Rows of object-pointing data:
____________

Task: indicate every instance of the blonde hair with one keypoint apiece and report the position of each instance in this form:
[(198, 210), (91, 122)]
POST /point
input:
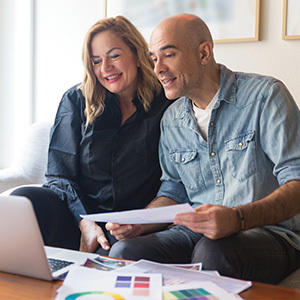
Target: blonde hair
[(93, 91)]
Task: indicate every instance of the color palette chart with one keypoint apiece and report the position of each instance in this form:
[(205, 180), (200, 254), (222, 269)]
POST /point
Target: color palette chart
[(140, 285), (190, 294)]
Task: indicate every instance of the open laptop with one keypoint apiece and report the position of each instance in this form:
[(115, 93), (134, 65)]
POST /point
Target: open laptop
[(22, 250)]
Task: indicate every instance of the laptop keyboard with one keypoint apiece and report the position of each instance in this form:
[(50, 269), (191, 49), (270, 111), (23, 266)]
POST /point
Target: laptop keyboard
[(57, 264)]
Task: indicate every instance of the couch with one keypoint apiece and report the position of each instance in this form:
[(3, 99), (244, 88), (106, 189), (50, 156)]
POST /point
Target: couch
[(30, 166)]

____________

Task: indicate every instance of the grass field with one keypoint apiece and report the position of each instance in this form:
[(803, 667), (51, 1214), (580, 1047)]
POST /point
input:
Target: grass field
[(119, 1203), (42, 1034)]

____________

EXERCISE DESCRIPTION:
Rewrite the stretch from "Task: indicate every instance of the grass" through "[(119, 1203), (42, 1034)]", both lines included, with the requests kept in place. Offset each coordinate in the answers by 93 and leave every other number unchanged.

RESULT OF THE EXERCISE:
Task: indicate every instance of the grass field with one keypoint apiece and report the position of each instance in this form:
[(803, 667), (51, 1214), (580, 1047)]
POST /point
input:
Target: grass field
[(212, 1296), (135, 1127)]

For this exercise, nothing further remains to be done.